Mar 31, 2007 15:57
It's been nearly a full two years since I've made an entry. Two long, hard years. Reading all of my past entries, it's hard to imagine how that life lead to this one. So much has changed, so much is different now.
Vlad and Ashley broke up. He found another Ashley. "My" Ashley. I was the last to know, despite my inqueries, which were answered with lies and patronizing appeals to relax. When the truth was finally revealed, our friendship was dead, and my living situation was far from pleasant with him right next door to me fucking her every night. Needless to say, I no longer speak to either of them.
Steve and Caitlin broke up, too. I don't see much of either. Steve spent the year we lived together in the constant presence of his Vero buddies, a tight-knit group that allowed for no outsiders. He's still a good guy, though. Just hard to reach. And Caitlin, well, she's the same as she's always been. Maybe a little more adult. It's hard to tell. We don't talk much.
Bri is getting married. I can't really believe it, and I can't really endorse her situation, but I've resolved to support her regardless.

> _Supplied records_:
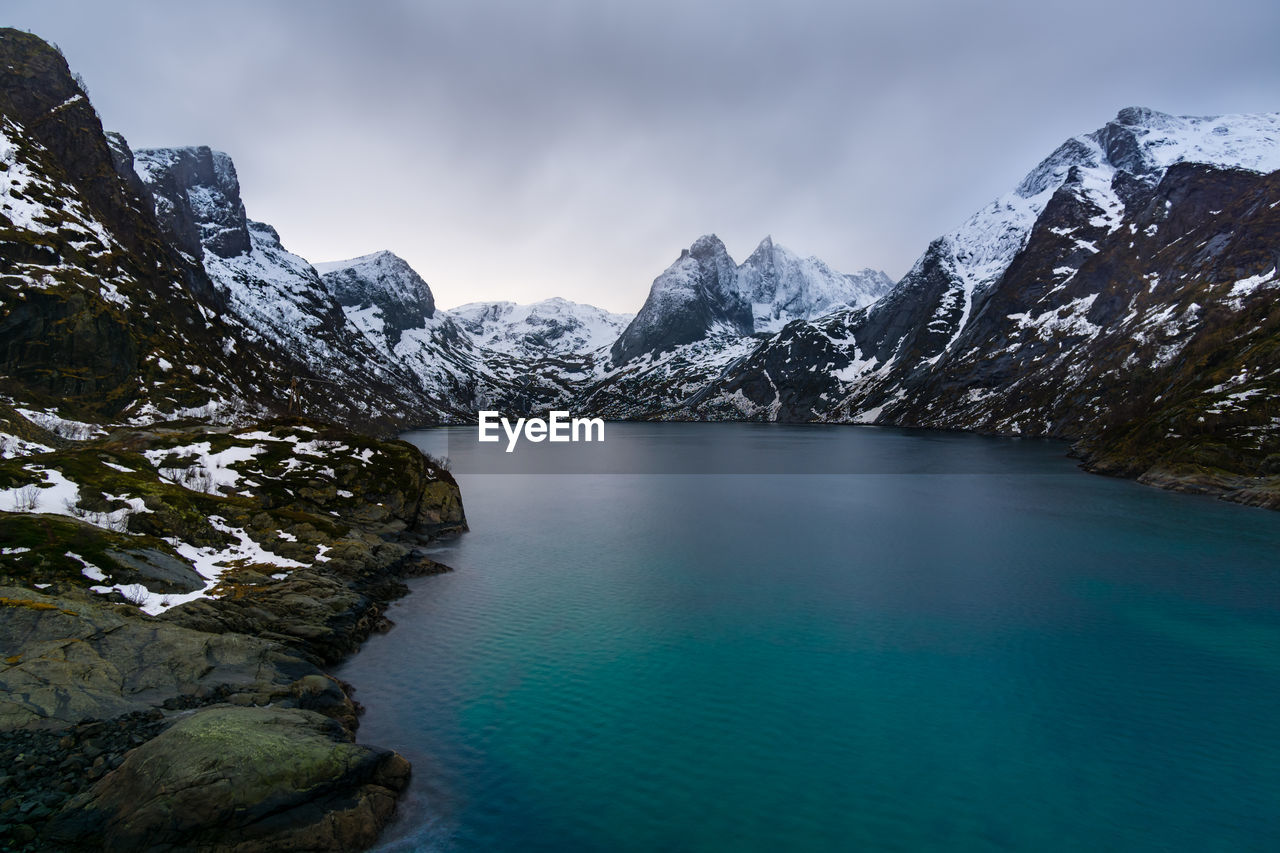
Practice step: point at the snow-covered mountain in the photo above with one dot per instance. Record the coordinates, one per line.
(1121, 296)
(705, 293)
(388, 295)
(552, 327)
(275, 297)
(781, 287)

> _Exercise 1_: According to the journal entry, how long has it been since the writer's previous entry?
> _Exercise 2_: Reproduce the journal entry from "Vlad and Ashley" up to and including "either of them.".
The entries are independent material, separate from the journal entry.

> _Task result 1_: Nearly a full two years.

> _Task result 2_:
Vlad and Ashley broke up. He found another Ashley. "My" Ashley. I was the last to know, despite my inqueries, which were answered with lies and patronizing appeals to relax. When the truth was finally revealed, our friendship was dead, and my living situation was far from pleasant with him right next door to me fucking her every night. Needless to say, I no longer speak to either of them.